**Task statement**
In the extract below, what date does Ruth Fenton say will be forever inscribed in her memory?

**Extract**
_ _ _ _
When I returned, the Judenrat threatened to kill me if I rescued
anyone. I was able to take out only one man, Lazer Novitzky.
The night we escaped, everyone was killed in the lager. Had we
stayed over night, we would have been killed too.
I became a
Partisan in Otrat Barba. We organized ourselves to fight and
put mines and do whatever we could to destroy the Germans while
we saved the lives of our own. Eventually we went to another
Pusche and another Otrat where I met my wife, Miriam. We spent
several months in the forest and with the other Partisans blew
up German trains.
As the
Russians advanced, the Germans started escaping through the
forest, and many were caught by our Partisans. There was a lot
of shooting and many people were killed when the liberation was
near. We then found out the Russians had come to liberate us in
1944.
Ruth Fenton
The date
of May 5, 1945 will be forever inscribed in my memory. It is the
day of my liberation from the depths of purgatory.
_ _ _ _
**Given data**

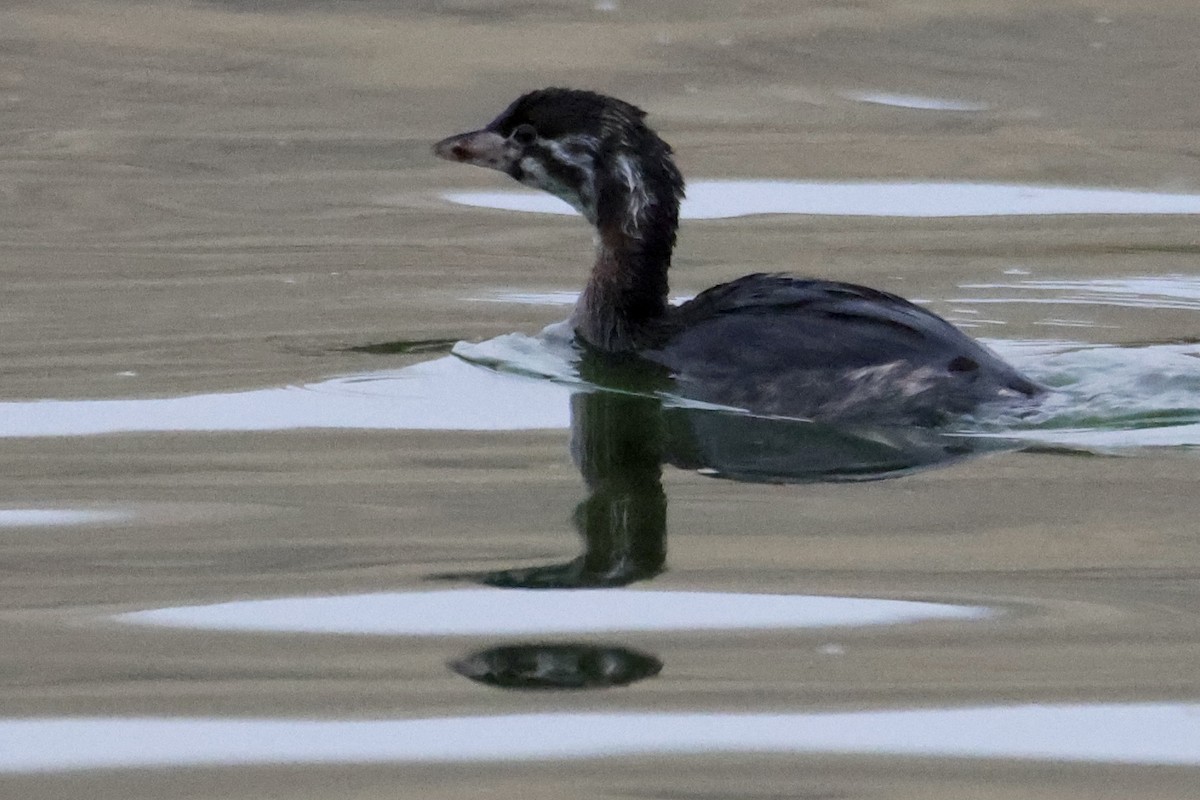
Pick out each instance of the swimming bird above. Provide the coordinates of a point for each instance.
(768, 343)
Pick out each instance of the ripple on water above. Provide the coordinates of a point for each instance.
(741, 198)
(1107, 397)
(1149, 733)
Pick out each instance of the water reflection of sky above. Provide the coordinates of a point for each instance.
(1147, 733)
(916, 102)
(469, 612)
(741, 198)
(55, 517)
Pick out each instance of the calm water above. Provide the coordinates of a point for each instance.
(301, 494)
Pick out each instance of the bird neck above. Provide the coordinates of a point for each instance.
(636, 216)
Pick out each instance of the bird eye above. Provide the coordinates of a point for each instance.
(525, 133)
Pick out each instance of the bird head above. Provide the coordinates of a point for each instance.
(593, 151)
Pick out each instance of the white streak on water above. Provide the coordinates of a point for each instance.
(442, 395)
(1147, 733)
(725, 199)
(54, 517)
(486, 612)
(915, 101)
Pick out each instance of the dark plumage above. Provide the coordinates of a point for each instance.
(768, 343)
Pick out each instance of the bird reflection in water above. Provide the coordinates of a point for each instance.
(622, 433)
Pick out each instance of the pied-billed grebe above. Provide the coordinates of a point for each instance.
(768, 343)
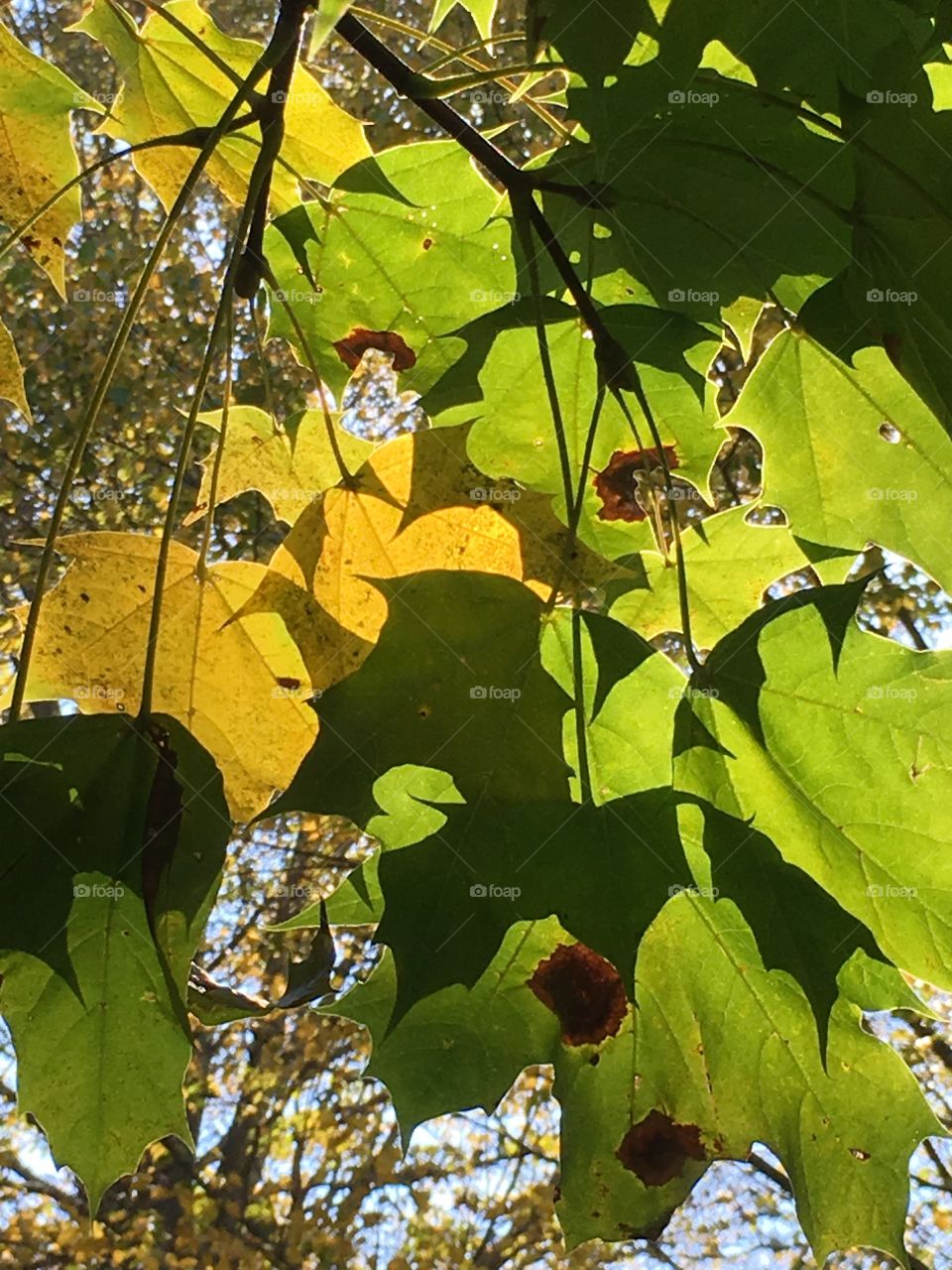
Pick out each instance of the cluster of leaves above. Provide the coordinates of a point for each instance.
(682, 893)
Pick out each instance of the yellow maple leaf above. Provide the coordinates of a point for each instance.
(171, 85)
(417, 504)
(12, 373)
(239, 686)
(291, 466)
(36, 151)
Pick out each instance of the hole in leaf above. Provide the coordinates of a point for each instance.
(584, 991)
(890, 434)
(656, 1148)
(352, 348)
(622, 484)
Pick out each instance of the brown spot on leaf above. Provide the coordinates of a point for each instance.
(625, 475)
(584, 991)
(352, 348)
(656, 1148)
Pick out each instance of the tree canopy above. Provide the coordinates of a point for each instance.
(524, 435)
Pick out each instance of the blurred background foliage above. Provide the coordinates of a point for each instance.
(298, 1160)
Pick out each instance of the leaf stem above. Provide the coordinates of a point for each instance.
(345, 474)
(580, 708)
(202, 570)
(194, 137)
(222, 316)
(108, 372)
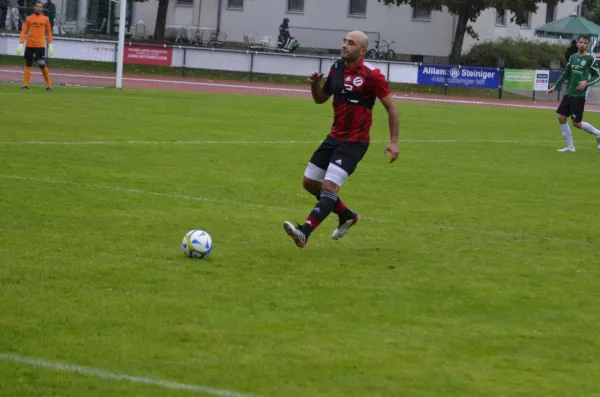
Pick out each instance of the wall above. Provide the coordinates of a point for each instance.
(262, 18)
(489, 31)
_ _ _ _
**Output**
May 5, 1945